## INSTRUCTIONS TO FOLLOW
For every line in the entries that contains "white", show the whole line.

+++ DATASET EXCERPTS

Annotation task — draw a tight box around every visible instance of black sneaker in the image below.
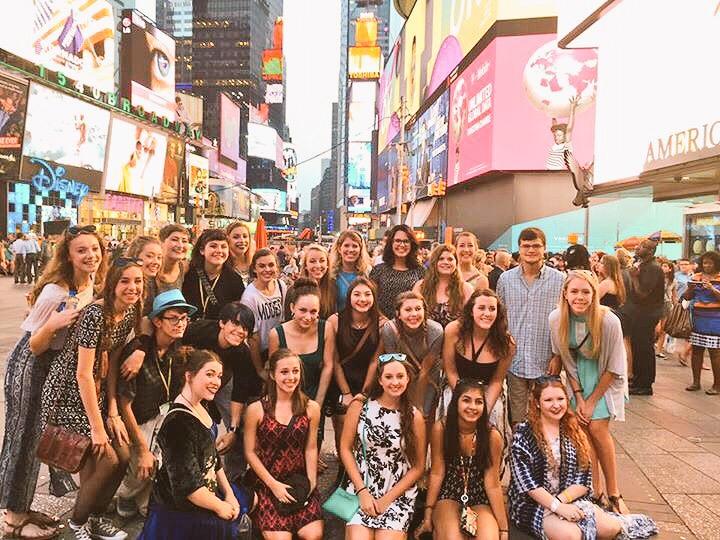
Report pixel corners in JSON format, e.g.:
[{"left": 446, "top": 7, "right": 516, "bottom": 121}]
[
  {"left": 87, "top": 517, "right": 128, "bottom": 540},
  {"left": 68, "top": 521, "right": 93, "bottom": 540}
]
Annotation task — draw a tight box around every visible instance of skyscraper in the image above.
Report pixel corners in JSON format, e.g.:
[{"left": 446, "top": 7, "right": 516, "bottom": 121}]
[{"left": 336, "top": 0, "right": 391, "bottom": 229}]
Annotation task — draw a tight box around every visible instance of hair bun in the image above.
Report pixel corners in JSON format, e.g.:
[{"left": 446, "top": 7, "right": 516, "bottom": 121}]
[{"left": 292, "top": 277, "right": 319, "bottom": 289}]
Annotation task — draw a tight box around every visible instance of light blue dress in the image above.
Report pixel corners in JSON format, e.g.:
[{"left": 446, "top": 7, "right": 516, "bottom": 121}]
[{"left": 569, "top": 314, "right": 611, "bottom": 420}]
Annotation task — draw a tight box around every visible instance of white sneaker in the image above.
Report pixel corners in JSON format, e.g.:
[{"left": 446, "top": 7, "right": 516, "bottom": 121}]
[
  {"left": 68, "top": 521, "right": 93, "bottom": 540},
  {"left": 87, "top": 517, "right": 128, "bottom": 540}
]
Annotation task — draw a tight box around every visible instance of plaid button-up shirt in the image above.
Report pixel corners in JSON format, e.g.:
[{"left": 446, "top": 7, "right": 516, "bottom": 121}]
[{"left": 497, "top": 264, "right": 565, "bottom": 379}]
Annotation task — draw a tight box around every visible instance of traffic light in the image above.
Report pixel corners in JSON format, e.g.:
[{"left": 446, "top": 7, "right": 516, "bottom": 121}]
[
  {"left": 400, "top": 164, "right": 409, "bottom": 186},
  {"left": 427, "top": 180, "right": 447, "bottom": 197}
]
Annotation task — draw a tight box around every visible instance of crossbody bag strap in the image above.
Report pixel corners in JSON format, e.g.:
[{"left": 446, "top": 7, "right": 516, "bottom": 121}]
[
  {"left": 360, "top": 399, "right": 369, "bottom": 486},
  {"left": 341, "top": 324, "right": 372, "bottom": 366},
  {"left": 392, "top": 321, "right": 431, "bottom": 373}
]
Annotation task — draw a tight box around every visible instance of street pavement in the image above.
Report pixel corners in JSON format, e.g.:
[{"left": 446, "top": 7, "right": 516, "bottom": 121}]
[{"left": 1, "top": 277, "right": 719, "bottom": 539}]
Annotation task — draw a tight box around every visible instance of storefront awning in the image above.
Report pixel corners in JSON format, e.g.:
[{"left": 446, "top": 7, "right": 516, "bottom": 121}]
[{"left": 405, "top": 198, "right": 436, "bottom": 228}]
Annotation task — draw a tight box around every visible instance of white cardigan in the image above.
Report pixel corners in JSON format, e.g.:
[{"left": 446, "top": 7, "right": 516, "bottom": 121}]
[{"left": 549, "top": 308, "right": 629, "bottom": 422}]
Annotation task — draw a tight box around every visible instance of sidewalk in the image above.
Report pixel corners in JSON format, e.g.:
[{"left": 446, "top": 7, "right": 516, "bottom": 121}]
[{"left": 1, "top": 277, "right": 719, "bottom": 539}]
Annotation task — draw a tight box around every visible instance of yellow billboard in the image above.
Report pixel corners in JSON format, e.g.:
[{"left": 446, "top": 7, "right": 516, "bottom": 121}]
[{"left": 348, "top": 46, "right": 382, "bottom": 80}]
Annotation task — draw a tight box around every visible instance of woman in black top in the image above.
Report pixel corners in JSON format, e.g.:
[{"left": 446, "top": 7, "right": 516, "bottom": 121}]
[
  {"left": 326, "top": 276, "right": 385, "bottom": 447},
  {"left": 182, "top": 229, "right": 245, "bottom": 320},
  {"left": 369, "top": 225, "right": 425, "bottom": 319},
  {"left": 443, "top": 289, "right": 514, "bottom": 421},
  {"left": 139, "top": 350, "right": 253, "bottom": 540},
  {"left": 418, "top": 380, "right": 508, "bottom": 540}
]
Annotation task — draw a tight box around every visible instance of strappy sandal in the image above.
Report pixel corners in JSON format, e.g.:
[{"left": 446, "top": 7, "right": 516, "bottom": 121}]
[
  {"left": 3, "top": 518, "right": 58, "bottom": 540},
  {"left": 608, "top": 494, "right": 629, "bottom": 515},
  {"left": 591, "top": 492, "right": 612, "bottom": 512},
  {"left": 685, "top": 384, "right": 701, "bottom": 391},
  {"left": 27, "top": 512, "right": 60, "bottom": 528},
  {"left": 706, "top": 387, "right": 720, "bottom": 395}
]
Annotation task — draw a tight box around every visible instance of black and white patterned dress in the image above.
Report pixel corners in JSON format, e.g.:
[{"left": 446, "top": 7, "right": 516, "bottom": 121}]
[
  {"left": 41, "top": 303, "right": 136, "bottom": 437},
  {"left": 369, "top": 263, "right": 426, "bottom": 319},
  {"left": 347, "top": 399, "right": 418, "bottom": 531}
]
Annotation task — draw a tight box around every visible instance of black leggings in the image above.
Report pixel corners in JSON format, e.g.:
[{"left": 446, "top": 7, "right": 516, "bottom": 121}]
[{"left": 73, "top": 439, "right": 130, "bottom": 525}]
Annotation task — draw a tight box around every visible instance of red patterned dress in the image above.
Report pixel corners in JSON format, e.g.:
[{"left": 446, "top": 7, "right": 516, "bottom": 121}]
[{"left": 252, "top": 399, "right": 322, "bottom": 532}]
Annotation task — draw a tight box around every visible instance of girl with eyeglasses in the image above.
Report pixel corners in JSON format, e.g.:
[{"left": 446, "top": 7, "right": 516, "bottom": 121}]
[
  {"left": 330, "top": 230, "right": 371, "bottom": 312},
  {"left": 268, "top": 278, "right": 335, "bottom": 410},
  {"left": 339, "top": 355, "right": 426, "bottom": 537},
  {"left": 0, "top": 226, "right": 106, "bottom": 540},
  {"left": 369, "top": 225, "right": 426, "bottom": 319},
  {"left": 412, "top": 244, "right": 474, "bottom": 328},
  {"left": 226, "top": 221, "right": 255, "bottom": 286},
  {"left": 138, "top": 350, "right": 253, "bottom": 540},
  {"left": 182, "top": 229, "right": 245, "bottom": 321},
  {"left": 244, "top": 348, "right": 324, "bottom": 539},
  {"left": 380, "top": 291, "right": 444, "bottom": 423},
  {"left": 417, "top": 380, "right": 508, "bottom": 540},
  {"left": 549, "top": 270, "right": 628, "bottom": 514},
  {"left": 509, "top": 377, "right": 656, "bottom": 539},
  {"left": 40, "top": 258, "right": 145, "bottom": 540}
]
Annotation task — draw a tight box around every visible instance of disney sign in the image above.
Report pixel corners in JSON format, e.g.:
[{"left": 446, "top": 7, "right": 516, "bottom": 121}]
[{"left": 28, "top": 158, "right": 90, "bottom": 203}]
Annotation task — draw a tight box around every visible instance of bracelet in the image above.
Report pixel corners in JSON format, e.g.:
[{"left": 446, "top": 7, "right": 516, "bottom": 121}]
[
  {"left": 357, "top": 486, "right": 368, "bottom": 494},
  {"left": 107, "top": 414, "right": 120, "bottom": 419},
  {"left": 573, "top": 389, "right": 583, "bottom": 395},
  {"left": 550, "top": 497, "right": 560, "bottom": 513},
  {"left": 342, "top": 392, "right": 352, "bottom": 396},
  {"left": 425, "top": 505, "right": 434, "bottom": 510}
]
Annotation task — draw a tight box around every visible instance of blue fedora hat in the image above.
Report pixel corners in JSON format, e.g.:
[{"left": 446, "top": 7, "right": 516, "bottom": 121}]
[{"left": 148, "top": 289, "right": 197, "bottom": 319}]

++++++
+++ DATASET EXCERPTS

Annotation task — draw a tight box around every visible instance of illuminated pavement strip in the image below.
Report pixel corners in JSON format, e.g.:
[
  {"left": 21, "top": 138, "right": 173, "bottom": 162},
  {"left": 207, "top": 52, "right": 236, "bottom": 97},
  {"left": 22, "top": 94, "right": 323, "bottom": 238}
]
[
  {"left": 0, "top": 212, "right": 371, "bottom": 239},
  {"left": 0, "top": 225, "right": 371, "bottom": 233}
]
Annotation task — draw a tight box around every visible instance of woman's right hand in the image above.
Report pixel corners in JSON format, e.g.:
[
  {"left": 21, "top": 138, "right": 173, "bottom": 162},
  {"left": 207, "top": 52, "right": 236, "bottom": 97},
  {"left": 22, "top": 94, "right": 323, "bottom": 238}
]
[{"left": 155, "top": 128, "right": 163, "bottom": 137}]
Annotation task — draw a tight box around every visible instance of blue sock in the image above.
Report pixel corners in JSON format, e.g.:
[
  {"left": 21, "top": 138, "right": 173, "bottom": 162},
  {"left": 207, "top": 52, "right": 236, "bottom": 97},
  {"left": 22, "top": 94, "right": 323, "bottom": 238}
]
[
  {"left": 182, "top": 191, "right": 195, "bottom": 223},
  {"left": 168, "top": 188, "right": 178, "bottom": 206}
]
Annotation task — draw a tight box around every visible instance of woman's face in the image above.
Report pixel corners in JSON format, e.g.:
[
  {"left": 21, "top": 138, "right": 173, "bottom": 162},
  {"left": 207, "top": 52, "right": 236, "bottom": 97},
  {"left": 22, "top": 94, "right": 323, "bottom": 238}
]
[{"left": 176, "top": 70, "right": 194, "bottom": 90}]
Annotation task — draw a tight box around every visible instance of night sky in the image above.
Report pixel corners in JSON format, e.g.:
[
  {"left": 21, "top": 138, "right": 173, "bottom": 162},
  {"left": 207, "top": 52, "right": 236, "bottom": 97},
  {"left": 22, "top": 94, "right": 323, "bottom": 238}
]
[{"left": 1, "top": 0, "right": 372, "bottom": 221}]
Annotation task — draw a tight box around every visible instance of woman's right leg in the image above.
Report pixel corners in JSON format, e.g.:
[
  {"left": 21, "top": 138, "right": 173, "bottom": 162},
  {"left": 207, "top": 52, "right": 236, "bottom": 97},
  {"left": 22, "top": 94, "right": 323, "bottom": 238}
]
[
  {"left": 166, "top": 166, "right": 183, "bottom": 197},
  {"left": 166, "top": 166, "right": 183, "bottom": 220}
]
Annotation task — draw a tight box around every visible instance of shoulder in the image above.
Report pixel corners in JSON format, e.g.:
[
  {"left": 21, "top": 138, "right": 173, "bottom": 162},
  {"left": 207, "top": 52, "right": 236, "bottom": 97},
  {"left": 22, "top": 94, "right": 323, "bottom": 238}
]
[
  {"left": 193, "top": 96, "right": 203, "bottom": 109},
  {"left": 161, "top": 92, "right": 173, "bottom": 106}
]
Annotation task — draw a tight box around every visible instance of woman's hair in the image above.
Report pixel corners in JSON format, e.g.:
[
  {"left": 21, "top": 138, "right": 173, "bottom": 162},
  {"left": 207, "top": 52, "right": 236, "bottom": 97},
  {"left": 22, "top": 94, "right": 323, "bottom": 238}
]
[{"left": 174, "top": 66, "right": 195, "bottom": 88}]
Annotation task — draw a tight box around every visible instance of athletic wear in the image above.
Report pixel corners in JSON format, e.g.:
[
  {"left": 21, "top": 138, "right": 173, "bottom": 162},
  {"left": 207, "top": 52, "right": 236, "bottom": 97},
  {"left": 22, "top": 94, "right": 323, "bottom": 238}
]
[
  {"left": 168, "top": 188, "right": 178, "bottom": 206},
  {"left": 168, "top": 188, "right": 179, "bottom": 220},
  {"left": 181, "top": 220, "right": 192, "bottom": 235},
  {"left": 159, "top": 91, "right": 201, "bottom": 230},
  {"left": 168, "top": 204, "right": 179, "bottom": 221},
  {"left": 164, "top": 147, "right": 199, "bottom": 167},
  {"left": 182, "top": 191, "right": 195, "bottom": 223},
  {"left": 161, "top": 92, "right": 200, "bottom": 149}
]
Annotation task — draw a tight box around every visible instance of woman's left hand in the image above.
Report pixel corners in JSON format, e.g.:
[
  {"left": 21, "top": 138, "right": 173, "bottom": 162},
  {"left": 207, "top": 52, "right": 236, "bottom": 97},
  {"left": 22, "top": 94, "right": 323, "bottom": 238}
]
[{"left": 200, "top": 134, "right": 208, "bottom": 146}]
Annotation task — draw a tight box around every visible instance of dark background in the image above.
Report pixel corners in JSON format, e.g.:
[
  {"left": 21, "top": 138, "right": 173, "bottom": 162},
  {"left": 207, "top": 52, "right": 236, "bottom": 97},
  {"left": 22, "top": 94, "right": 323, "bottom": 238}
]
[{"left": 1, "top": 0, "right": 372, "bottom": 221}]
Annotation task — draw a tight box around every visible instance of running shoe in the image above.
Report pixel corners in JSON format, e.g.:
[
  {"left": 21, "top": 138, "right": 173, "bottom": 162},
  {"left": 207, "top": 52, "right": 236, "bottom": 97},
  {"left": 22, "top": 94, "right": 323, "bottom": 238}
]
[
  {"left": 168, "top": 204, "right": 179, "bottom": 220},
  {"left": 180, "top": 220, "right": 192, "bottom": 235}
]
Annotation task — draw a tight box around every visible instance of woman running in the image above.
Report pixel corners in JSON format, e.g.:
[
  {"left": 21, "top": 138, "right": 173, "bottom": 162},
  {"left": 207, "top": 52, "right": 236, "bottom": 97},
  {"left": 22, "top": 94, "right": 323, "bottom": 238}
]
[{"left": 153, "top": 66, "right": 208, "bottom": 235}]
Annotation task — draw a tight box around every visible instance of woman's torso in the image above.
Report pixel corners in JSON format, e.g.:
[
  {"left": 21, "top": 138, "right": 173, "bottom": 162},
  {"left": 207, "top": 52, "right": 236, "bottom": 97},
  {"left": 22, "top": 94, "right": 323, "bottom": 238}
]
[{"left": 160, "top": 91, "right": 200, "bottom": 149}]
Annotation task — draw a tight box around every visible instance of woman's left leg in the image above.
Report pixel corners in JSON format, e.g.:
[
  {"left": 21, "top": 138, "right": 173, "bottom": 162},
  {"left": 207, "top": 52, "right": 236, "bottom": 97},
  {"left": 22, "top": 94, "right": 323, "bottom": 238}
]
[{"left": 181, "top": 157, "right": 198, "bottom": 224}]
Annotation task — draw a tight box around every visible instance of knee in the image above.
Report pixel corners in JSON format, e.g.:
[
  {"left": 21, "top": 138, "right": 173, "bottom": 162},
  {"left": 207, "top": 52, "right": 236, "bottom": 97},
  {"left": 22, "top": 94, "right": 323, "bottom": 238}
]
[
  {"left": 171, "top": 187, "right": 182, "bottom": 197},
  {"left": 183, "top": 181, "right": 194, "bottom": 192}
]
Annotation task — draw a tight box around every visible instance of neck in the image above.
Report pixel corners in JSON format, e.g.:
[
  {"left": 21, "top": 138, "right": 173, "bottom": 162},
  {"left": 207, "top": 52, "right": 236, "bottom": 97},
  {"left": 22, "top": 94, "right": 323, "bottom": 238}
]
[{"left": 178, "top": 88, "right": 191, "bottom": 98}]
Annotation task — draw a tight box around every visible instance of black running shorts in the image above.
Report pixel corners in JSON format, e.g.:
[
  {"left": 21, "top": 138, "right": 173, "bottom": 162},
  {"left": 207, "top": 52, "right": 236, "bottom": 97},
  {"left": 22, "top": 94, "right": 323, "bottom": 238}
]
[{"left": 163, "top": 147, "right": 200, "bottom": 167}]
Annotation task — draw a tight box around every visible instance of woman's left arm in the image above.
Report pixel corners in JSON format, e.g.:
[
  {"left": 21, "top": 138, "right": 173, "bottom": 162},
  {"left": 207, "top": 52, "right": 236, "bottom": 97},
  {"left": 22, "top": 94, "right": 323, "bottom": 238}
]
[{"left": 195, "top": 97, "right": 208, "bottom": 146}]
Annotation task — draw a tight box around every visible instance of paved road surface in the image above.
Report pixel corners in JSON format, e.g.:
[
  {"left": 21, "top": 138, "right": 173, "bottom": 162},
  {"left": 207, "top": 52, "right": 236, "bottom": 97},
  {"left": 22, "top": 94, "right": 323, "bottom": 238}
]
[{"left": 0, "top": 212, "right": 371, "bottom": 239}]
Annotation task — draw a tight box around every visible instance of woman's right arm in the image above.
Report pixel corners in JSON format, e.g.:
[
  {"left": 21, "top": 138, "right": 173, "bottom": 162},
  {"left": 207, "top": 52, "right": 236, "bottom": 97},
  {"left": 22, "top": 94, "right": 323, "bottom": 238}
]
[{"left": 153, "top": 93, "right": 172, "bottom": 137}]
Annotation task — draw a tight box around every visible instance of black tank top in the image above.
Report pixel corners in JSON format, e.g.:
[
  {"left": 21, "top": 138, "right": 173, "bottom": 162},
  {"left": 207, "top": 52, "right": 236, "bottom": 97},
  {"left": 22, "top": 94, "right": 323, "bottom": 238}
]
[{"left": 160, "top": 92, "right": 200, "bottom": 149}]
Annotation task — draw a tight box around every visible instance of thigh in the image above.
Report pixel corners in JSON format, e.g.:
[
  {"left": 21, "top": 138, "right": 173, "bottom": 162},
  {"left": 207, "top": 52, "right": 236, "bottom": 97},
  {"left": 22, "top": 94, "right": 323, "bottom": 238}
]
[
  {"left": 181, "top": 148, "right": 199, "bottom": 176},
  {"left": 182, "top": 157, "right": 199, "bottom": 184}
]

++++++

## ANSWER TO THIS TASK
Annotation task — draw a tight box around every visible instance of white sneaker in the image above.
Annotation task — draw a tight box around every visible instance of white cardigan in the image above.
Annotation task — draw a tight box around every visible instance of black and white patterned dress in the image above.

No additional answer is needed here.